▶ Task to carry out
When you write out the listing, keep every word as it stands and drop the pictures.

▶ Provided material
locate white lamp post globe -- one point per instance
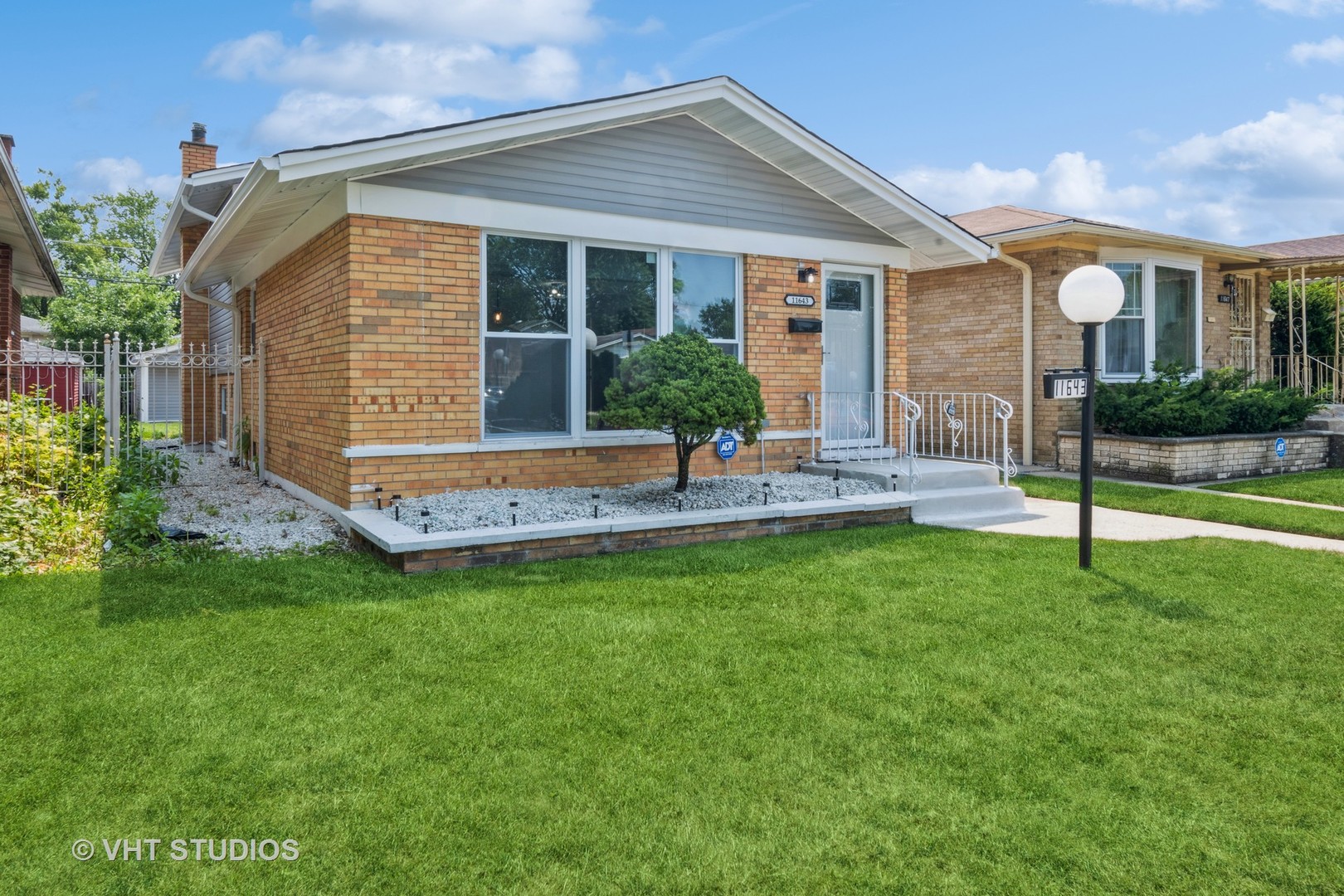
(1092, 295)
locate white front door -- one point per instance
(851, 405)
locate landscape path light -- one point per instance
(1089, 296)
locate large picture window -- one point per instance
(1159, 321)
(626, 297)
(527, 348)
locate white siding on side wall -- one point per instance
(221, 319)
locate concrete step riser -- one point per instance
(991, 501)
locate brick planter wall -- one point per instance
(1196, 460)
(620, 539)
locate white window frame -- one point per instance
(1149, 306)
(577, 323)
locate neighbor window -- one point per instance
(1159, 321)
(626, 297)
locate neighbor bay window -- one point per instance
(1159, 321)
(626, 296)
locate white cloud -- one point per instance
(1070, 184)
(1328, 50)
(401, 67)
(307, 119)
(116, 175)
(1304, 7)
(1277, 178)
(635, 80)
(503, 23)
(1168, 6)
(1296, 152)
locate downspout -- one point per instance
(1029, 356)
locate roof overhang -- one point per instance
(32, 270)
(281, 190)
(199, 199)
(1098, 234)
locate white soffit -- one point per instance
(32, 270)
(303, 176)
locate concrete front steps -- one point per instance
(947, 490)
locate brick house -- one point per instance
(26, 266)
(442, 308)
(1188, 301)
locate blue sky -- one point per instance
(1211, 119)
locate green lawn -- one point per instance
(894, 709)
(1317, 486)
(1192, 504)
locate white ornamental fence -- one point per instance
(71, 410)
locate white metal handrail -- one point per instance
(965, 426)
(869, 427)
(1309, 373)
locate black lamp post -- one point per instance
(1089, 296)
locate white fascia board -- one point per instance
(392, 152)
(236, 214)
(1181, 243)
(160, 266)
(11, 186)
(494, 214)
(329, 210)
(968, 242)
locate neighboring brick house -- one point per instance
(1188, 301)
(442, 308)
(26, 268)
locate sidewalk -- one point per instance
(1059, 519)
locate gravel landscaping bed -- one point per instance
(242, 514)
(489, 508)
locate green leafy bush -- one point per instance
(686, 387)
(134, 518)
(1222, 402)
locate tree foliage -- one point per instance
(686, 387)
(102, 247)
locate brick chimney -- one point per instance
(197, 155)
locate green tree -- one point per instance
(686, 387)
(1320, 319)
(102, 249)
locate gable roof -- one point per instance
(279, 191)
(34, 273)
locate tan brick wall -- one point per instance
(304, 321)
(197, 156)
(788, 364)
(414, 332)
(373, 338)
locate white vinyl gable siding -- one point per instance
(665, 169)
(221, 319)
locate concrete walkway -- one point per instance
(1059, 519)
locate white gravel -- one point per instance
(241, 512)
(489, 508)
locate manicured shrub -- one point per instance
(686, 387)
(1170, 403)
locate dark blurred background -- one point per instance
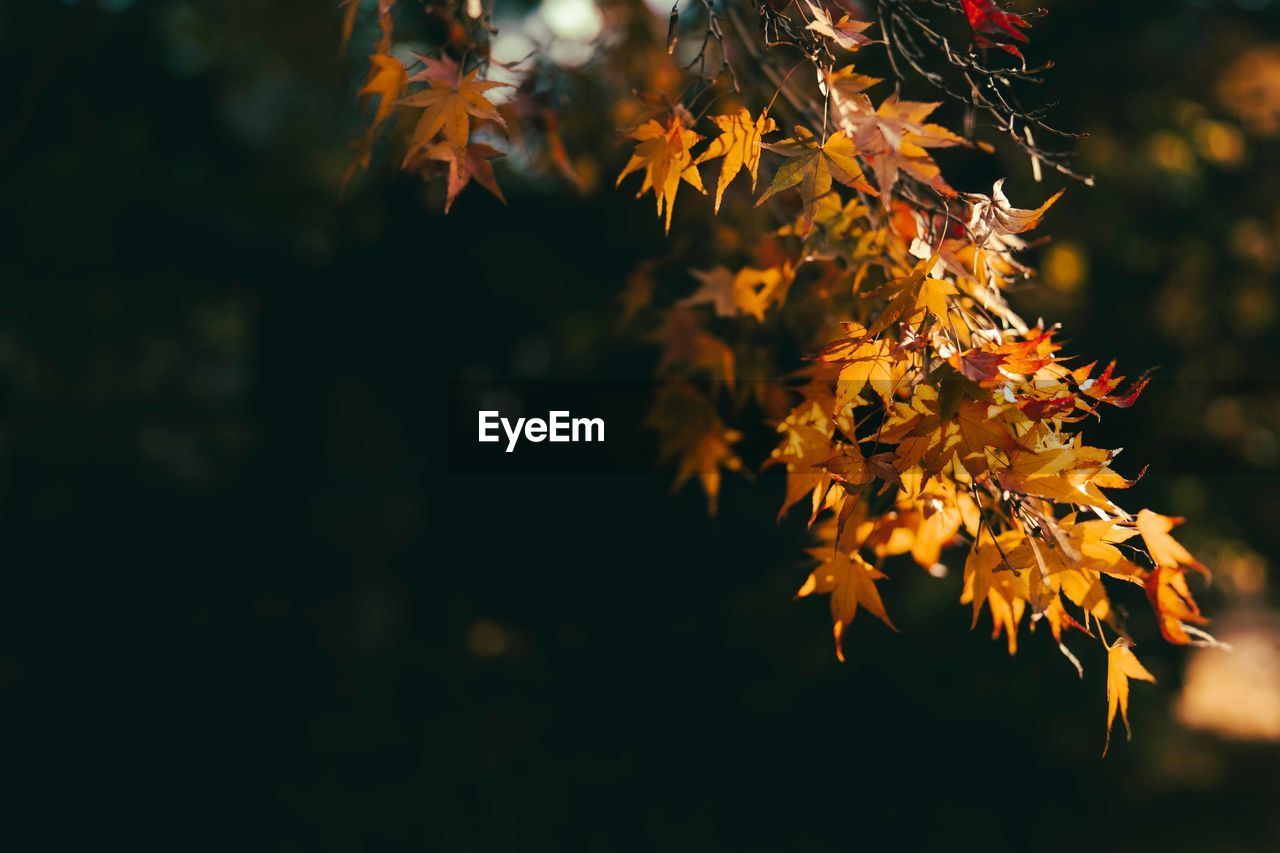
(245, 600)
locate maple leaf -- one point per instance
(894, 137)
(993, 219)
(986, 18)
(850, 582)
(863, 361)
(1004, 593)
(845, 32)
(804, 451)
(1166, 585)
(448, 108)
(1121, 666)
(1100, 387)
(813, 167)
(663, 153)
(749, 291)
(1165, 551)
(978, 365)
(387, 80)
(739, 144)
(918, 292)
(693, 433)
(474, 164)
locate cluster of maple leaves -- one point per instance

▶ Task result
locate white lamp post globe -- one point per instance
(1092, 295)
locate white front door -- one point per instance
(851, 405)
locate landscape path light -- one point per instance
(1089, 296)
locate large picture window -- one point per instance
(1159, 321)
(626, 297)
(527, 348)
locate white siding on side wall -- one point per instance
(221, 319)
locate concrete step riser -- one point per instance
(991, 501)
locate brick planter wall -- one point per instance
(1196, 460)
(620, 539)
locate white window frame -- one point per instance
(1149, 306)
(577, 323)
locate neighbor window -- one point per instance
(1159, 321)
(626, 297)
locate neighbor bay window -- one point per instance
(1159, 321)
(626, 296)
locate white cloud -- one point per instance
(1070, 184)
(1328, 50)
(401, 67)
(307, 119)
(116, 175)
(1304, 7)
(1277, 178)
(635, 80)
(503, 23)
(1168, 6)
(1296, 152)
locate downspout -- one point per instance
(1029, 356)
locate roof overhang -- one point per instance
(32, 270)
(281, 190)
(199, 199)
(1098, 234)
locate white soffit -- one point per instance
(32, 270)
(303, 176)
locate concrete front steps -- one point per instance
(947, 490)
locate brick house -- one point per instance
(26, 266)
(442, 308)
(1188, 301)
locate blue sky -- one point per instance
(1211, 119)
locate green lawn -- one point per instance
(894, 709)
(1317, 486)
(1192, 504)
locate white ornamental fence -- one point per instance
(71, 410)
locate white metal handrail -- one point per instance
(965, 426)
(869, 427)
(1309, 373)
locate black lamp post -- one point per instance
(1089, 296)
locate white fascia board -- one point per instance
(392, 152)
(236, 214)
(1181, 243)
(160, 266)
(11, 186)
(494, 214)
(329, 210)
(968, 242)
locate neighboring brick house -- one point per instance
(1188, 301)
(442, 308)
(26, 268)
locate sidewalk -- one point per instance
(1059, 519)
locate gravel landscaping bed -- one point per instance
(242, 514)
(489, 508)
locate green leafy bush -- one point per instance
(686, 387)
(134, 518)
(1222, 402)
locate tree foliage -- one point per instance
(686, 387)
(102, 247)
locate brick chimney -- one point per instance
(197, 155)
locate green tree -- one point per instance
(686, 387)
(1320, 319)
(102, 249)
locate gable roof -- one point per instance
(279, 191)
(34, 273)
locate tan brick wall -- one point per instance
(304, 321)
(197, 156)
(788, 364)
(414, 332)
(373, 338)
locate white vinyl gable siding -- one point per instance
(665, 169)
(221, 319)
locate concrete walkway -- one point per instance
(1059, 519)
locate white gravel -- one point per instance
(241, 512)
(489, 508)
locate manicured shrub -- one point per instance
(686, 387)
(1170, 403)
locate dark blurred background -- one point per instance
(245, 600)
locate maple leaf -- one point per instance
(894, 137)
(993, 219)
(986, 18)
(850, 582)
(863, 361)
(1004, 593)
(845, 32)
(804, 451)
(1166, 585)
(448, 108)
(1121, 666)
(1100, 387)
(813, 167)
(663, 153)
(749, 291)
(1165, 551)
(978, 365)
(387, 80)
(739, 144)
(918, 292)
(693, 433)
(474, 164)
locate cluster of maple leaves -- one point per instance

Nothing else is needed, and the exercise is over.